> _GIVEN RECORDS_
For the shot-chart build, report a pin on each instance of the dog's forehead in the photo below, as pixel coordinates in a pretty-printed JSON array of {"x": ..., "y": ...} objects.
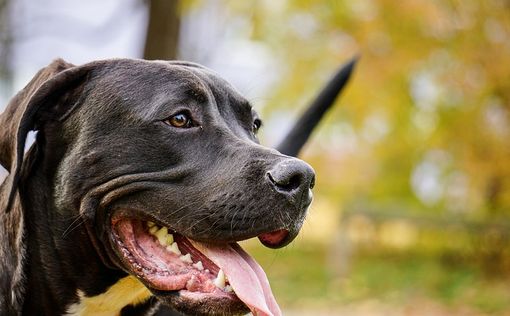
[{"x": 160, "y": 82}]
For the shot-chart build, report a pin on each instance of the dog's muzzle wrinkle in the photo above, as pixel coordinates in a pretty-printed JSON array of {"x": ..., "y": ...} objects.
[{"x": 294, "y": 179}]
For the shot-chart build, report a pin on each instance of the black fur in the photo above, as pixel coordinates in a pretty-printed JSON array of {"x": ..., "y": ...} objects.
[{"x": 104, "y": 147}]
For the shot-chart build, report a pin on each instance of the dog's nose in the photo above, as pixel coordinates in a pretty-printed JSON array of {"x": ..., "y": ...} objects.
[{"x": 293, "y": 177}]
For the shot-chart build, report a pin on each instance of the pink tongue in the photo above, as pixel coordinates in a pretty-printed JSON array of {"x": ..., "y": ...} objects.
[{"x": 245, "y": 275}]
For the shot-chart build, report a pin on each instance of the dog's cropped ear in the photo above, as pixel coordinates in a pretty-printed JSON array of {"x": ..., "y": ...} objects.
[{"x": 46, "y": 93}]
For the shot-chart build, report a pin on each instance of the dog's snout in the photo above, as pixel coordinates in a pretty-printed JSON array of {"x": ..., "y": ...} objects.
[{"x": 292, "y": 177}]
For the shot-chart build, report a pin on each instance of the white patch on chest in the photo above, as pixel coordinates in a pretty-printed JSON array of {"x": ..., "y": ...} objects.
[{"x": 127, "y": 291}]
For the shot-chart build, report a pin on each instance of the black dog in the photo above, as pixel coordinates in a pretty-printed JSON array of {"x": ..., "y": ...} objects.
[{"x": 142, "y": 178}]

> _TASK BRIEF_
Copy the data word for word. Pictures do not go in the copy.

> _RESPONSE TO THE EXERCISE_
For the shot-chart build, report a pin on each instance of the dog's forehead in the photo below, as pixel coordinates in a pretty-printed JSON array of {"x": ..., "y": ...} objects.
[{"x": 160, "y": 82}]
For the shot-chart build, report a pin on each instance of the dog's muzzle wrinkle in the photo above, as pixel coordinates in a pretty-printed JSON array of {"x": ..., "y": ...} objects.
[{"x": 294, "y": 179}]
For the shot-chart build, report a pin on each instance of the black fur in the photo above, as pixel coordinates in a pretty-printed JSON array of {"x": ..., "y": ...} objects.
[{"x": 104, "y": 147}]
For the shot-chart build, report a pin on each instance of the dog's nose in the photo above, as pixel coordinates in a pretty-printed JSON array of {"x": ..., "y": ...} objects.
[{"x": 293, "y": 177}]
For the shot-chart build, report a pin on each instance of the pink tongue in the photo above, as pixel coordinates in a pretty-printed JSON array of {"x": ..., "y": ...} objects.
[{"x": 245, "y": 275}]
For the shot-chart build, report a pin on each instance of the dog's cropped ear in the photo above, as pixel coordinates in a pretty-printed JSON array of {"x": ..., "y": ...} objects.
[{"x": 46, "y": 93}]
For the shot-chart build, report a pin on each instance of the dog's snout in the photo above, as pixel coordinates in a pretty-printed JSON array of {"x": ..., "y": ...} objects.
[{"x": 292, "y": 177}]
For the shot-chart build, report a pin on each instance of the white patch on chest in the photo above, as pixel coordinates in a pretty-printed JSON array of {"x": ..., "y": ...} objects.
[{"x": 127, "y": 291}]
For the shot-chart build, report a pin on each instance of the black dog in the photo above, as pixel coordinates in a pretty-printed JSON array of {"x": ..., "y": ...} objects.
[{"x": 142, "y": 178}]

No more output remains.